Given records>
______
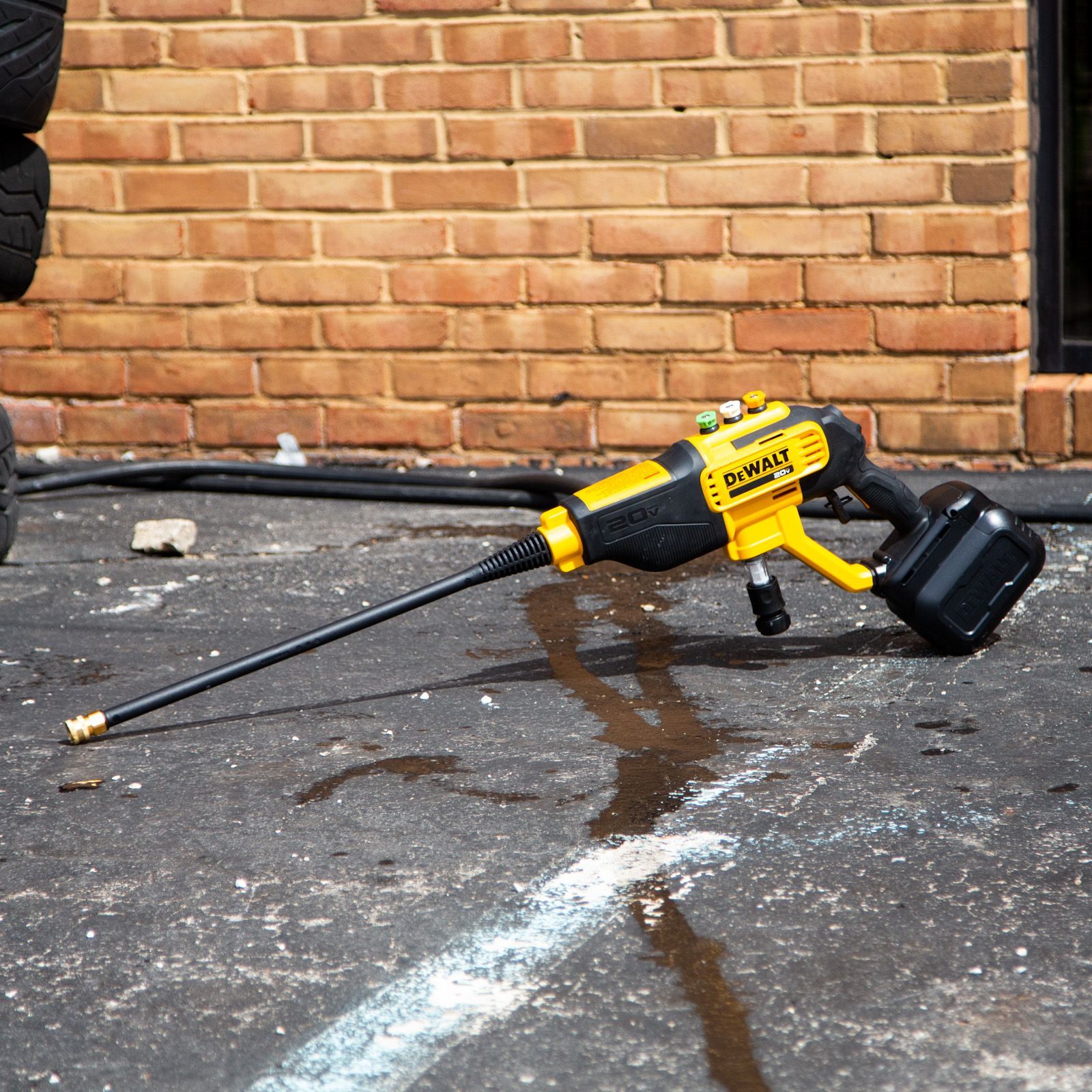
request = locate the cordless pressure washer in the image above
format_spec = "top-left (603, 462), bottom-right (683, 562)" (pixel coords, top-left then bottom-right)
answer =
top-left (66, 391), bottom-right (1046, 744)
______
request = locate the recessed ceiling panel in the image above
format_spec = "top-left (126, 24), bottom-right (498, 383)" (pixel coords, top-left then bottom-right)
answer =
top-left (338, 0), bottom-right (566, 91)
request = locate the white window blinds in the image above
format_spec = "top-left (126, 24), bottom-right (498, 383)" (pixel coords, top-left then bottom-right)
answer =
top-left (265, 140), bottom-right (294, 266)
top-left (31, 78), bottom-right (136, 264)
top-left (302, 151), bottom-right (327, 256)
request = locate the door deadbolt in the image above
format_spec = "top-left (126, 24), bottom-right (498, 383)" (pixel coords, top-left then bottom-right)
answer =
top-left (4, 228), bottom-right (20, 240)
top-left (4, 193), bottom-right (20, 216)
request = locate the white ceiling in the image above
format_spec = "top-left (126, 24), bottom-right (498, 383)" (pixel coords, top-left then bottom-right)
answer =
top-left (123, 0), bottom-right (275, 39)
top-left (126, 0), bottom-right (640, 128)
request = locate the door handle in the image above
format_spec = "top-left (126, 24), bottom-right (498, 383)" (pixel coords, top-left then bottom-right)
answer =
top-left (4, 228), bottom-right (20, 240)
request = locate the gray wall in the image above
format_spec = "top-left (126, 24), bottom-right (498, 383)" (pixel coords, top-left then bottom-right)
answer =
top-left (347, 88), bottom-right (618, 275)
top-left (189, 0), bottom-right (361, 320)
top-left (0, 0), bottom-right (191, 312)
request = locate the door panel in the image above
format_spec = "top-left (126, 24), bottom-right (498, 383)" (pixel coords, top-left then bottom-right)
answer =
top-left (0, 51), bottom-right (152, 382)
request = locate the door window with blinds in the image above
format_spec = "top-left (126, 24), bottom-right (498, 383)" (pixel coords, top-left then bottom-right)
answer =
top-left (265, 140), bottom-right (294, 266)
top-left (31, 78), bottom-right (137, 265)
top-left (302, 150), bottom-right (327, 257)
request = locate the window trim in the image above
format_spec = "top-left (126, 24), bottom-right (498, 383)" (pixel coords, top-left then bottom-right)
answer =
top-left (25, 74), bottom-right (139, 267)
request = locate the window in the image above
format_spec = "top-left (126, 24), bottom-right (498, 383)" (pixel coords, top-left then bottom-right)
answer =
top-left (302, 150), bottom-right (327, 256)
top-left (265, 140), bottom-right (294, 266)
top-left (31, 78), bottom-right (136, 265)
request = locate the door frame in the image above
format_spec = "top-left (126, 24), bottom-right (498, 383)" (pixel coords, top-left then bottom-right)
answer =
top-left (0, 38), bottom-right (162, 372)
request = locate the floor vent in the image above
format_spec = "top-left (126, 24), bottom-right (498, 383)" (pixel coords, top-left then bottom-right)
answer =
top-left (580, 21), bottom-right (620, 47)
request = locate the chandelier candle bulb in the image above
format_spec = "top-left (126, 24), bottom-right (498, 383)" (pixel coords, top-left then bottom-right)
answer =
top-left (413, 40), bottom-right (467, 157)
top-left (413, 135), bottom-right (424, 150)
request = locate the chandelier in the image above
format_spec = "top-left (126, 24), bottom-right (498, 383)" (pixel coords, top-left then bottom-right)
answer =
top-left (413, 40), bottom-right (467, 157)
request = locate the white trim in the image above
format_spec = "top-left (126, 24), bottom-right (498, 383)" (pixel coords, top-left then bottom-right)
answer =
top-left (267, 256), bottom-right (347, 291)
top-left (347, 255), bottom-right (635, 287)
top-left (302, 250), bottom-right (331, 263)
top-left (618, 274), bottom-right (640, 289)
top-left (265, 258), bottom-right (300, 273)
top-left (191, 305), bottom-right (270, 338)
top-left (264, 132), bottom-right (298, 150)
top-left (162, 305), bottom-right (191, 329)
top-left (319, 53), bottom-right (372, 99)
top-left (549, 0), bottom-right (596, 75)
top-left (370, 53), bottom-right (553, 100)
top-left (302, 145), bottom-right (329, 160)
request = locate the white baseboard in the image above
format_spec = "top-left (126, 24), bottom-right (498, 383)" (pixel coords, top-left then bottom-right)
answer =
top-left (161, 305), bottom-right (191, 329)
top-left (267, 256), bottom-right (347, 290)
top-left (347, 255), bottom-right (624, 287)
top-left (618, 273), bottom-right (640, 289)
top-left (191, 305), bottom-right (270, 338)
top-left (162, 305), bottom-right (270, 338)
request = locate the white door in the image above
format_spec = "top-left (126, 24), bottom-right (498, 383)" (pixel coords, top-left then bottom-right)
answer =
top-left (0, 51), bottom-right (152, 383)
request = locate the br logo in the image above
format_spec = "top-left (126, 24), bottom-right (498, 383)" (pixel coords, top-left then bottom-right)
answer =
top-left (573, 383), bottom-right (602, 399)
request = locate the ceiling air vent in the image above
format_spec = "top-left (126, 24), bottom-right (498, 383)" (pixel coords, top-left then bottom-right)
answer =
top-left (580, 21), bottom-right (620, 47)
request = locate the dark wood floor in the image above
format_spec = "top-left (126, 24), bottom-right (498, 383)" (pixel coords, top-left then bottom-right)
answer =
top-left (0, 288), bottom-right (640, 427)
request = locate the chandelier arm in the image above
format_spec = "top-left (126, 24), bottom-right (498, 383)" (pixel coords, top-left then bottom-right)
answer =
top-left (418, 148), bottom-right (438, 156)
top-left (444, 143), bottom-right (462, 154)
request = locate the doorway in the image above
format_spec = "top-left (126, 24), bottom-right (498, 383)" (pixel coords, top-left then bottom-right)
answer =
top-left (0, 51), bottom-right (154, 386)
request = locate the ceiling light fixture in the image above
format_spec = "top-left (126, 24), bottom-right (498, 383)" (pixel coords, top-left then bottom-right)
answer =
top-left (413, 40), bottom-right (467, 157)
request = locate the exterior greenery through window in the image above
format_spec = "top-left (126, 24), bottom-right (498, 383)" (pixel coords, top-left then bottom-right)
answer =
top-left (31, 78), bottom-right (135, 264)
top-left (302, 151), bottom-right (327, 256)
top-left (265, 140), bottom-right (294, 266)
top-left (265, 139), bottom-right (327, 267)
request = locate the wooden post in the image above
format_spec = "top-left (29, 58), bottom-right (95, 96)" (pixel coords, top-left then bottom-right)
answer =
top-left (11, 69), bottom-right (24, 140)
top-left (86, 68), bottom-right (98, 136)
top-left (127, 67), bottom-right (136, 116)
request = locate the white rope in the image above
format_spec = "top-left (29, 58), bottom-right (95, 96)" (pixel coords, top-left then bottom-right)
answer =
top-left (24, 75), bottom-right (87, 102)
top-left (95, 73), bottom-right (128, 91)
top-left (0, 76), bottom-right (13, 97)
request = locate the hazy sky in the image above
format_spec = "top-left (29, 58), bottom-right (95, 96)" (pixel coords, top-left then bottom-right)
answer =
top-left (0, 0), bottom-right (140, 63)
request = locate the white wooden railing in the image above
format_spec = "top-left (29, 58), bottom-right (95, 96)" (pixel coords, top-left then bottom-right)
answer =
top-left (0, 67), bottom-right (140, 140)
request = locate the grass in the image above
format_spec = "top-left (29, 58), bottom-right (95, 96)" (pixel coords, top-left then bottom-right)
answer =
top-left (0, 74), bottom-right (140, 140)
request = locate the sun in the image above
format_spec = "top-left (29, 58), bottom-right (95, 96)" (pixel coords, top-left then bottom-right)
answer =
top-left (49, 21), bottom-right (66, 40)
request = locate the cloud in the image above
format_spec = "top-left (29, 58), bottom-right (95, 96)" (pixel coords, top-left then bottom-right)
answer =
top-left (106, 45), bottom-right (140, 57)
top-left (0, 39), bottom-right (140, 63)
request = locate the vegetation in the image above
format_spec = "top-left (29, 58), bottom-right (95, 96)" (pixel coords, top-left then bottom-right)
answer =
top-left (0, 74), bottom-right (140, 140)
______
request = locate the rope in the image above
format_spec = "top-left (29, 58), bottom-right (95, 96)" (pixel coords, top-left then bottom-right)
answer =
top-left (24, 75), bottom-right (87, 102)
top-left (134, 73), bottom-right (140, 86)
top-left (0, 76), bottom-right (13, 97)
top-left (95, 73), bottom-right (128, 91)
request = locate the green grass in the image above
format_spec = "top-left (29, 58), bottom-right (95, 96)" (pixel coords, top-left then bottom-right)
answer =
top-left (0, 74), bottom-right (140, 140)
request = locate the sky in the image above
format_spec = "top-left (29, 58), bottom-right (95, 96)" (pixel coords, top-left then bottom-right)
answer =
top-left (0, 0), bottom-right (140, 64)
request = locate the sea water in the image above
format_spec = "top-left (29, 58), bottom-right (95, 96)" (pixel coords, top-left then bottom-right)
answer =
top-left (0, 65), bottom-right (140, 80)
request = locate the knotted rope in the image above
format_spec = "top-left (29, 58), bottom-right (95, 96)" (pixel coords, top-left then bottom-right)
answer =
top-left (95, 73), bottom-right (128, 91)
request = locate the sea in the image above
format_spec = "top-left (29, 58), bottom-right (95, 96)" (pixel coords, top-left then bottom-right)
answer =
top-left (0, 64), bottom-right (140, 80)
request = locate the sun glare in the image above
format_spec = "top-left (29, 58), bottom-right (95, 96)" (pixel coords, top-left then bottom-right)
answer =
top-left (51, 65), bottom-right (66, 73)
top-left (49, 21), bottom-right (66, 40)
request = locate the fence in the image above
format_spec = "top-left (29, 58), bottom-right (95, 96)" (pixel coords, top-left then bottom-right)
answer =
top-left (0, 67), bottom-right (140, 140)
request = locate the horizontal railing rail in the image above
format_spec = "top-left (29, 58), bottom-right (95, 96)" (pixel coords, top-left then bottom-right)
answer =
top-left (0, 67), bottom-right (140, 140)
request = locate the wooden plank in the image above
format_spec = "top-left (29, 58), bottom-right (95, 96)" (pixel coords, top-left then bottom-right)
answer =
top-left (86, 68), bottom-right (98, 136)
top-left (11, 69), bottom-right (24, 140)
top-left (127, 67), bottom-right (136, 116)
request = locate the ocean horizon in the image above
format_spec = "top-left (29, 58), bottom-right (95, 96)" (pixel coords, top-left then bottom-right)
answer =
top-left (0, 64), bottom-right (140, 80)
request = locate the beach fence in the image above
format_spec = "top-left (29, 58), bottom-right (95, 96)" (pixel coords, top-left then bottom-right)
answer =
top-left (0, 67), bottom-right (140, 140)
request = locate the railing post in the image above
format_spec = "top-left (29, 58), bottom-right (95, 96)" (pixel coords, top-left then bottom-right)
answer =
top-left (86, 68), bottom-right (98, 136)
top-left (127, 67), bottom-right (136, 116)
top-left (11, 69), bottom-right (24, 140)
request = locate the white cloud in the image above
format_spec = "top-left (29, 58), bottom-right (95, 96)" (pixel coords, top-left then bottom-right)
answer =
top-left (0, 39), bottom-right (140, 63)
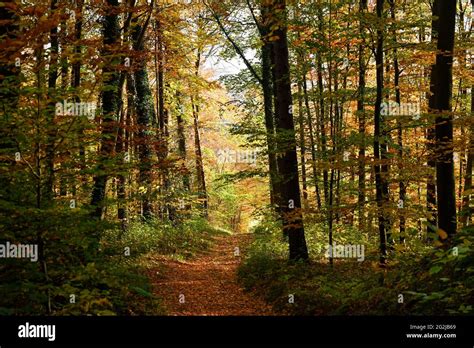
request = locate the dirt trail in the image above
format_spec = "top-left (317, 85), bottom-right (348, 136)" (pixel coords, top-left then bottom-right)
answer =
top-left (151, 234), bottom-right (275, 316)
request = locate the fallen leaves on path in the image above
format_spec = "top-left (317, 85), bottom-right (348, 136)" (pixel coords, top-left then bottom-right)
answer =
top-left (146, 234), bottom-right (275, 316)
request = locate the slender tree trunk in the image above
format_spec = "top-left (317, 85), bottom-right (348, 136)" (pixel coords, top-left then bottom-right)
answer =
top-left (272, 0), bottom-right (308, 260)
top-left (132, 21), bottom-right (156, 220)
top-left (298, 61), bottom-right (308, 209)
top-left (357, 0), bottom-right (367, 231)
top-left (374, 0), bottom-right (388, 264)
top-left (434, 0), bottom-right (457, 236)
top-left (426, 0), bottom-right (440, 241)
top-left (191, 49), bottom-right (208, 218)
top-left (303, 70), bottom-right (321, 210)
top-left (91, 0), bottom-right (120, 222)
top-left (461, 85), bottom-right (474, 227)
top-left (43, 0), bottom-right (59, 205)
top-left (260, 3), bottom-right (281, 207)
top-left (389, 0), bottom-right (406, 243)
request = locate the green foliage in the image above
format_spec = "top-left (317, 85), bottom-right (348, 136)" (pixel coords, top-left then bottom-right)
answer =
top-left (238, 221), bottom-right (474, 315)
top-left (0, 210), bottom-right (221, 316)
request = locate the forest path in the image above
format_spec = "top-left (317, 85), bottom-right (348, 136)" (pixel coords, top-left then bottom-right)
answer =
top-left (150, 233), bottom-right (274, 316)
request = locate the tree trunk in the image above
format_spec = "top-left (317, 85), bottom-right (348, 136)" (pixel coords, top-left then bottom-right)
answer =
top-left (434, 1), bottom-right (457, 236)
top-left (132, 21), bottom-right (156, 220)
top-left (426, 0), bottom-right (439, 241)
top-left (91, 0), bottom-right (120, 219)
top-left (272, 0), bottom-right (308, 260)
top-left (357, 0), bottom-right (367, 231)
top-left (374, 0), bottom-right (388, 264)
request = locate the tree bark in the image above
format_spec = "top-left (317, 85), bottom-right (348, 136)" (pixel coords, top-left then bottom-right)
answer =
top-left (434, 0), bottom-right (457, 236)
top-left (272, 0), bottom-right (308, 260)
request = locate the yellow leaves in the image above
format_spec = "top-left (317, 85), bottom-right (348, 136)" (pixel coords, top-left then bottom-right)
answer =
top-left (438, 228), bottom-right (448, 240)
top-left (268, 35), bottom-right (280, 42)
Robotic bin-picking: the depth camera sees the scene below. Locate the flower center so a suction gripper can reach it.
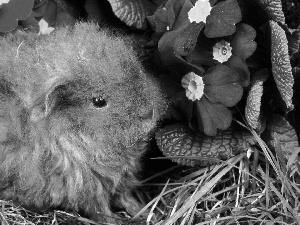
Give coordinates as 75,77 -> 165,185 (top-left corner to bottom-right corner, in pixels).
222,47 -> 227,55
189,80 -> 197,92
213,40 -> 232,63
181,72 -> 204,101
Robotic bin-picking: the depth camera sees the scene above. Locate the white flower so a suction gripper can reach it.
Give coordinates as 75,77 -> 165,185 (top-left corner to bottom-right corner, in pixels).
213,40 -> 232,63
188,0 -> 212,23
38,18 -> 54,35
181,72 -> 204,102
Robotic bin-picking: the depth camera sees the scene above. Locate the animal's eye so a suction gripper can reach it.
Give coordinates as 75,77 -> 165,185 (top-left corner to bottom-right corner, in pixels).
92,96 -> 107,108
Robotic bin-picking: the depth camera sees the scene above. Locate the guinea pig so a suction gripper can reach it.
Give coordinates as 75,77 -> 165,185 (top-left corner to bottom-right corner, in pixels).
______
Exercise goal> Rewrite everything from the line containing "request = locate the yellow" down to the line containing "181,72 -> 204,101", both ends included, and offset every pixel coordinate in the answers by 149. Leave the picture out.

Answer to this task>
request = locate the yellow leaves in the image above
format_spec = "top-left (317, 85), bottom-right (348, 136)" (pixel coords, top-left then bottom-right)
answer =
top-left (587, 377), bottom-right (597, 389)
top-left (417, 184), bottom-right (429, 191)
Robotic bin-picking: the depth camera sees the scene below. Locate the flower center so a suction gripper can reach it.
Give coordinates as 75,77 -> 165,185 (top-left corner to bottom-right corner, in pixels).
371,196 -> 376,204
338,229 -> 346,241
362,189 -> 381,212
330,221 -> 353,250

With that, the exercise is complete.